## Material
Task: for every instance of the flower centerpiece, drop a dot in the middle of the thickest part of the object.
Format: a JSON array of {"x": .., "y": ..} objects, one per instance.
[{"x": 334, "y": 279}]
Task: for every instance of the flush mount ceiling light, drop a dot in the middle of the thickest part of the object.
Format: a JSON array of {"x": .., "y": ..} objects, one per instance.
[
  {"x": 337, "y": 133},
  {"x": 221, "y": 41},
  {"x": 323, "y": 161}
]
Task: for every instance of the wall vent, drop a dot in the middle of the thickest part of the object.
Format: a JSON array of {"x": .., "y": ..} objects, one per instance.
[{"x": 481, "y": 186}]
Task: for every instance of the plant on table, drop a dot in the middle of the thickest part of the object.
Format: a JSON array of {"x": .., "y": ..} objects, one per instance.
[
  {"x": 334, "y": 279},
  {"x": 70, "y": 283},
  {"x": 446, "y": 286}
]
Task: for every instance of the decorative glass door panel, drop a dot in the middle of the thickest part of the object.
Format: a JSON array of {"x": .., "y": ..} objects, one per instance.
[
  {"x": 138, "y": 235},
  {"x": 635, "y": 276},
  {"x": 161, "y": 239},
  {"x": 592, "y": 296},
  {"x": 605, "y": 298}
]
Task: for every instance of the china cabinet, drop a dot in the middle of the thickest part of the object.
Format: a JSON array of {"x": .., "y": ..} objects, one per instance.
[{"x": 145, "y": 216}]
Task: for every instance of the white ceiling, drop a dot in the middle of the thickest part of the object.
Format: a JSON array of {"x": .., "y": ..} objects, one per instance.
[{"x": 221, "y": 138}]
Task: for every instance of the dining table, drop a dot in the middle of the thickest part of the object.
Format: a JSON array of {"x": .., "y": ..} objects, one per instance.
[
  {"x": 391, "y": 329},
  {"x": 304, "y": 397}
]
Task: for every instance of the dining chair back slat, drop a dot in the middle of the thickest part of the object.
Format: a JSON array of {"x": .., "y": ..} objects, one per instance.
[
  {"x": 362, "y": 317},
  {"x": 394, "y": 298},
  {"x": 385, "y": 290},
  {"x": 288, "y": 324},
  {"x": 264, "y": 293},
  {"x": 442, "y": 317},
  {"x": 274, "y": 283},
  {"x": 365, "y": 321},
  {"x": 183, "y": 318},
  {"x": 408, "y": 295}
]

## Stated goal
Go through the material above line by line and copy it exactly.

## Written solution
Task: for every instance of the flower centerpiece, drop a dot in the middle of the thickest part of the object.
Format: a JSON array of {"x": .., "y": ..} objects, one per instance.
[{"x": 334, "y": 279}]
Task: for every instance of the flush mount ceiling light, drop a dot in the middle of the thickest part of the object.
Format: a JSON array of {"x": .., "y": ..} objects, one per instance.
[
  {"x": 337, "y": 133},
  {"x": 221, "y": 41},
  {"x": 323, "y": 161}
]
Task: for every instance of the wall vent, drop a dot in the middle of the thickest part of the object.
Format: a JSON array of {"x": .., "y": ..} objects, one per instance.
[{"x": 481, "y": 186}]
Task: for every instance of the plant on table, drop a dot in the middle of the thickest part of the object.
Format: a JSON array of {"x": .., "y": ..} objects, one per instance.
[
  {"x": 334, "y": 279},
  {"x": 70, "y": 283},
  {"x": 446, "y": 286}
]
Task: for every instance of the decorative glass door panel, drop a dot in the middle of the thickest part of the object.
Format: a JSON array of {"x": .., "y": ..} objects, one per instance.
[
  {"x": 138, "y": 235},
  {"x": 635, "y": 276},
  {"x": 161, "y": 239},
  {"x": 592, "y": 296},
  {"x": 605, "y": 298}
]
Task: for every instance of the china cabinet, drop a dot in the middle of the thickest part of the object.
Format: a JSON array of {"x": .., "y": ..} objects, one per instance.
[{"x": 145, "y": 216}]
Task: for every instance of the white ceiling, drop a dot in the middle of the thickest part of the object.
Format: a JSON array of {"x": .., "y": ..} objects, one per instance.
[{"x": 221, "y": 138}]
Task: for every instance of the dining table, drop a dot in the middle of the thickest part of the object.
Format: a JSON array of {"x": .., "y": ..} objects, one per instance.
[
  {"x": 391, "y": 329},
  {"x": 304, "y": 397}
]
Task: for every instance of the dining chair back slat, drop a dot in the middle of the thickest part of the object.
Format: a JSON array of {"x": .., "y": ..} objects, one per instance.
[
  {"x": 362, "y": 317},
  {"x": 394, "y": 298},
  {"x": 385, "y": 290},
  {"x": 288, "y": 324},
  {"x": 264, "y": 293},
  {"x": 442, "y": 317},
  {"x": 274, "y": 283},
  {"x": 365, "y": 321},
  {"x": 183, "y": 318},
  {"x": 408, "y": 295}
]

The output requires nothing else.